▶ **Supplied records**
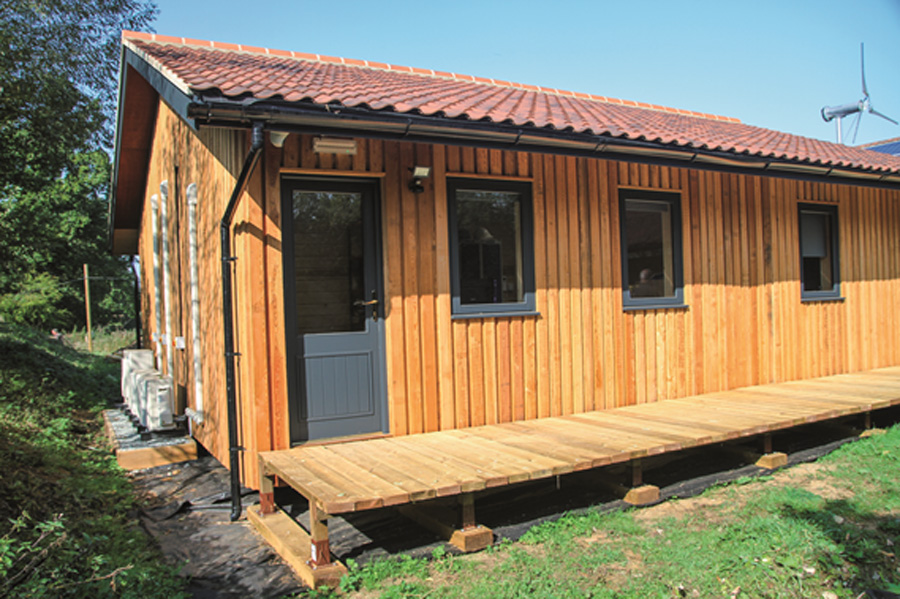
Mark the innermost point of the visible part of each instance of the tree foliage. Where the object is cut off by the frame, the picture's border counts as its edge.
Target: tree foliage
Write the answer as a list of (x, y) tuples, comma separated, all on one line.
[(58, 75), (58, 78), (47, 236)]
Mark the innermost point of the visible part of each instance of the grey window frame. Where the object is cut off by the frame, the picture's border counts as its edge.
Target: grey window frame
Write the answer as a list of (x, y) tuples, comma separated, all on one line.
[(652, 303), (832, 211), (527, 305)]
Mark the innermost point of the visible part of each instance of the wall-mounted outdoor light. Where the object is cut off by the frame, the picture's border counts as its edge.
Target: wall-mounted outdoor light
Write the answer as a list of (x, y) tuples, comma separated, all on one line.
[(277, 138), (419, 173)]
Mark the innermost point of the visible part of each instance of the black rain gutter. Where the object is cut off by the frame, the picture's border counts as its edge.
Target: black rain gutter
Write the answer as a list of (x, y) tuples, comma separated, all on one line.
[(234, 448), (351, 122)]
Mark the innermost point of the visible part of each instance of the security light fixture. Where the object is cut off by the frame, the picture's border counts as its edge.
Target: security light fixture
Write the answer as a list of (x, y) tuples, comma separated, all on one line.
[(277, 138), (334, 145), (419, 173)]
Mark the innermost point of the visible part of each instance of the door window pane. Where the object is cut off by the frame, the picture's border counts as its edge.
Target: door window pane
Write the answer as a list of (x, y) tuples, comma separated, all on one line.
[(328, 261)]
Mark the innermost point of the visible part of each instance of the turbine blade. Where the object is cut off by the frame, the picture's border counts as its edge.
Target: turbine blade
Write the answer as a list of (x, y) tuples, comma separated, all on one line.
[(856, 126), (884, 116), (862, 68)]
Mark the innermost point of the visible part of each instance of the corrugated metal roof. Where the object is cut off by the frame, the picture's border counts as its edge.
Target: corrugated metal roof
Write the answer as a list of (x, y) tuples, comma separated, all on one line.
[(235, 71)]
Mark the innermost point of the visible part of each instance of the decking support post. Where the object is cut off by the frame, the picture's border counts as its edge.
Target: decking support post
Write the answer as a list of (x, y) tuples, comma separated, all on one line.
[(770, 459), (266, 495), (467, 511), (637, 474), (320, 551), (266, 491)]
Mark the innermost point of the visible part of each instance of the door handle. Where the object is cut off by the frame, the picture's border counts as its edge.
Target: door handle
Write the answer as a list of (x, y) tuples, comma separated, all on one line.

---

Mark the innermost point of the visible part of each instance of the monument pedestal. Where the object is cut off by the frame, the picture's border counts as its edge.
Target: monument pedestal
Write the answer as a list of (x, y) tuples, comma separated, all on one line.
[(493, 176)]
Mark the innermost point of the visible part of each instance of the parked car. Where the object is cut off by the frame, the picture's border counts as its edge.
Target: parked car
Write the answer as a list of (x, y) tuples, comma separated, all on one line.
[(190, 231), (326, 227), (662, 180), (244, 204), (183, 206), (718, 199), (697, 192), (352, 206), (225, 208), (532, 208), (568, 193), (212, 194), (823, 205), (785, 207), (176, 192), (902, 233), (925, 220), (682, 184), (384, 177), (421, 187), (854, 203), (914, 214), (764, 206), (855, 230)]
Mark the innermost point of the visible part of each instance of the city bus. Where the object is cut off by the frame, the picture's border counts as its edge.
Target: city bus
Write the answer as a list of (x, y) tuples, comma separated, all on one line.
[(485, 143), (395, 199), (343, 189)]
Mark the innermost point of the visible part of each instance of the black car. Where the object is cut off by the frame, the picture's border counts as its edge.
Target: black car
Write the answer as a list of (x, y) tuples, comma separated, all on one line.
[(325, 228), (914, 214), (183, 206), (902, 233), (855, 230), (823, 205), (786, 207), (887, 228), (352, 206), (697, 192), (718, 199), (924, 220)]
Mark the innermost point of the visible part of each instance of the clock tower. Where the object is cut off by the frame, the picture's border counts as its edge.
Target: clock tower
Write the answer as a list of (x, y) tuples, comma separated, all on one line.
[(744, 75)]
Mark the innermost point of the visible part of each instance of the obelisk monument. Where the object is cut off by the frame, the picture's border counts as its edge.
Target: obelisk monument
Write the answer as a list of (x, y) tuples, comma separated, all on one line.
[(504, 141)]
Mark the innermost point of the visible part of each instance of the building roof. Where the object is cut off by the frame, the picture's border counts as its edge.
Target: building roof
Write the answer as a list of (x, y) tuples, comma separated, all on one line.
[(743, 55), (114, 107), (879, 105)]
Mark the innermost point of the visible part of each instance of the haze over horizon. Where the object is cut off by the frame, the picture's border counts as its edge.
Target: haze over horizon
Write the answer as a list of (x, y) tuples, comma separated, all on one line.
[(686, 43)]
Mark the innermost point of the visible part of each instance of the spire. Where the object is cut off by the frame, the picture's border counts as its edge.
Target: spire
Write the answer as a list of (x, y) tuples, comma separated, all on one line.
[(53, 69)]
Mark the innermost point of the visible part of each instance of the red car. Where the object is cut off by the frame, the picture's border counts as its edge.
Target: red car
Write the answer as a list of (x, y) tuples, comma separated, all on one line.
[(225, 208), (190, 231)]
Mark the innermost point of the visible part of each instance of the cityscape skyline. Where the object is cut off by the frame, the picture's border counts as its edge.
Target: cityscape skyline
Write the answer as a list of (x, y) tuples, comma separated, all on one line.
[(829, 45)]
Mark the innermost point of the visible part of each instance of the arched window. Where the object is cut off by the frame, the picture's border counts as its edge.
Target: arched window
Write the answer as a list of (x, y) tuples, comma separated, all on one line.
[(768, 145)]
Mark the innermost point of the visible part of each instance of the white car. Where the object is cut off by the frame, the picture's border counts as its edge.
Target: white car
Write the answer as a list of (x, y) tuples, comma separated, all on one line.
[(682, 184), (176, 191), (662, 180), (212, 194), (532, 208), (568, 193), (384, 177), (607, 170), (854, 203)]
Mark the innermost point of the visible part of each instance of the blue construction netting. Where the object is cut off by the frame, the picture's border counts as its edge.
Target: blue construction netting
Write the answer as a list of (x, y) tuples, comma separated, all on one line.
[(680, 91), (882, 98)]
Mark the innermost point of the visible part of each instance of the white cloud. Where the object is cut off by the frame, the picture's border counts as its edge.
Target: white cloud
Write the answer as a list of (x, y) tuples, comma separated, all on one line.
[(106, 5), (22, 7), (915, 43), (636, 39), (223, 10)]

---

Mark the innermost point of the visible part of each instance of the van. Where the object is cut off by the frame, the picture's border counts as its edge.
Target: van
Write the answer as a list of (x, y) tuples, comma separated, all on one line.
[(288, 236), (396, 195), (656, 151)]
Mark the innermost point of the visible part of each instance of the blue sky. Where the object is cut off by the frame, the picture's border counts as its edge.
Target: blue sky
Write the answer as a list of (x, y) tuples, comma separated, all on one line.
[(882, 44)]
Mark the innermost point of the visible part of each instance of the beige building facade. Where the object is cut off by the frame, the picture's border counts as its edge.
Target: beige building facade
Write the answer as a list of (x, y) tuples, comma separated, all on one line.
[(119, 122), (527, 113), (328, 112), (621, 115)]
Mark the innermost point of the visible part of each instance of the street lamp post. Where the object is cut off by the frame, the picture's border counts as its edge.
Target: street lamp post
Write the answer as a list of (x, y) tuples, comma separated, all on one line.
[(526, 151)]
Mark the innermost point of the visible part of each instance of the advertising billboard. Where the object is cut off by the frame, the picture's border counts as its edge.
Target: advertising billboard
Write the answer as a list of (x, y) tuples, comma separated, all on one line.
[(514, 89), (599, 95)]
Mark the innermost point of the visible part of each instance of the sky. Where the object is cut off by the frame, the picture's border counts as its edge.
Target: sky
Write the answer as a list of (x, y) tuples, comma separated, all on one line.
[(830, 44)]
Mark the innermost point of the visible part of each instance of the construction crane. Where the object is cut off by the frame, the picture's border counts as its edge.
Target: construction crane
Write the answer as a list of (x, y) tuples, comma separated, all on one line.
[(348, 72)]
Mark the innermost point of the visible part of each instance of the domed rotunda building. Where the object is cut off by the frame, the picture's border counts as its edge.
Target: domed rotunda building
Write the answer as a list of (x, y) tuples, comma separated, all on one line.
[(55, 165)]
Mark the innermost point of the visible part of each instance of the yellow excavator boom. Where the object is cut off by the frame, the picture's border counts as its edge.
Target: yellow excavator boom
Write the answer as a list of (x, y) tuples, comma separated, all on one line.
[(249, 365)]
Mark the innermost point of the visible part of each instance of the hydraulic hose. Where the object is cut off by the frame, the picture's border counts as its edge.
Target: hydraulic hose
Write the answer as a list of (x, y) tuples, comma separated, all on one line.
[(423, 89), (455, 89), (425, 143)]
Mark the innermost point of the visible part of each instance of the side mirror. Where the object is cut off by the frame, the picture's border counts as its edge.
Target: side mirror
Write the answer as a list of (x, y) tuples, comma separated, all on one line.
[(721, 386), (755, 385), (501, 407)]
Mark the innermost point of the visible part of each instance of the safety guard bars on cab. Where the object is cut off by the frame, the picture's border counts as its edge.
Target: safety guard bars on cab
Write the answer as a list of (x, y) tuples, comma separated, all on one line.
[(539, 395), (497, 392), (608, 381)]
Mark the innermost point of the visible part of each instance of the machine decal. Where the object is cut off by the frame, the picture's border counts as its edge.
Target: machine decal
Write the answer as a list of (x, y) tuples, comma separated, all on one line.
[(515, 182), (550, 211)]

▶ **What you have to do**
Rewrite the lines above from the one containing "of the monument" through the one containing "[(493, 176)]", both included, with the requests unchanged. Multiply each x and y coordinate in the answers by 1.3 and round to whole numbers, with halves rounded up.

▶ **Response**
Mark the innermost point of the visible part of each instance of the monument pedestal. Where the object is cut off by the frame, the picture's border counts as its edge.
Target: monument pedestal
Write the answer as a list of (x, y) tuples, comma separated, all on one line.
[(641, 229)]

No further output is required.